▶ **SHORT TASK 1**
From the email thread about tape backups below, pull out the passage that begins at the words "On Tue, Oct" and stops after the words "should perform well.".
▶ **SHORT TASK 2**
List every person's name that comes right before the word "wrote" in the email thread about tape backups below.

On Tue, Oct 31, 2017 at 11:45 AM, Wols Lists <antlists@youngman.org.uk> wrote:
On 31/10/17 15:31, Lew Wolfgang wrote:
On 10/31/2017 04:20 AM, Greg Freemyer wrote: <snip>
LTFS seems to work best with large files. rdiff-backup makes no effort to consolidate small files, but if your files being backed up, it should perform well.
Yes, lots of large files.
Spanning tapes with LTFS would be the big question. A quick google shows that it may be possible. I'll have to dig deeper.
If LTFS allows a raid-like solution over multiple tapes :-) it'll be similar to technology that was available long ago with tape libraries.
Okay, it needed fancy robotic self-loading tapes, but I'm sure I worked with it on a Perkin-Elmer (or was it UniVac) mainframe back in the 80s. Files that weren't accessed for a while were shuffled off to tape, and when you tried to access them they were retrieved.

▶ **PROVIDED MATERIAL**
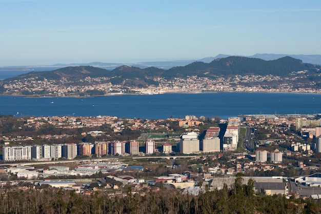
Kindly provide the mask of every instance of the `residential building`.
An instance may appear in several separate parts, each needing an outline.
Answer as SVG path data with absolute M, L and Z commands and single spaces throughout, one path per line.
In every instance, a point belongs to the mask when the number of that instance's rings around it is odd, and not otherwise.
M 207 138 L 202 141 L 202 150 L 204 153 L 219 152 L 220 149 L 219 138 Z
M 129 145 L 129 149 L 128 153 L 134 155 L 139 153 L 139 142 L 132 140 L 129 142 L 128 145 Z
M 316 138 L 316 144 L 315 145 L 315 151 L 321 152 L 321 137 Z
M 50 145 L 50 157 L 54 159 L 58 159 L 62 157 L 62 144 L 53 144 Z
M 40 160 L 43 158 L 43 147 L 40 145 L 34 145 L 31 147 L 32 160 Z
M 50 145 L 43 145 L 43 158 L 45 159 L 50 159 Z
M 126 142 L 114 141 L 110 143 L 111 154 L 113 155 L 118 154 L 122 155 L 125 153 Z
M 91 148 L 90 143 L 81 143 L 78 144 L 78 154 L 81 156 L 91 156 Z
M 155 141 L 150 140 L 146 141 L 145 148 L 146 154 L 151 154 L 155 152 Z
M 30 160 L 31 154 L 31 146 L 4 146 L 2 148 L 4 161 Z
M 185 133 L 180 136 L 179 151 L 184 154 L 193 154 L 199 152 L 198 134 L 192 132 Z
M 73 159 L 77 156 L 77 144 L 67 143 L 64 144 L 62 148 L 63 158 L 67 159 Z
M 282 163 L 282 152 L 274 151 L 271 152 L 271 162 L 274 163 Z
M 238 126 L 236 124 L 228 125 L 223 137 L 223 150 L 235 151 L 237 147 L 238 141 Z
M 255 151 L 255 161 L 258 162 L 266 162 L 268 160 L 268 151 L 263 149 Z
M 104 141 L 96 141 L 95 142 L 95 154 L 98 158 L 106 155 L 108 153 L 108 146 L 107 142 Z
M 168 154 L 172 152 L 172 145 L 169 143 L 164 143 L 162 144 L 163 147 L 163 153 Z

▶ **WORKED ANSWER 1**
On Tue, Oct 31, 2017 at 11:45 AM, Wols Lists <antlists@youngman.org.uk> wrote:
On 31/10/17 15:31, Lew Wolfgang wrote:
On 10/31/2017 04:20 AM, Greg Freemyer wrote: <snip>
LTFS seems to work best with large files. rdiff-backup makes no effort to consolidate small files, but if your files being backed up, it should perform well.

▶ **WORKED ANSWER 2**
Wols Lists
Lew Wolfgang
Greg Freemyer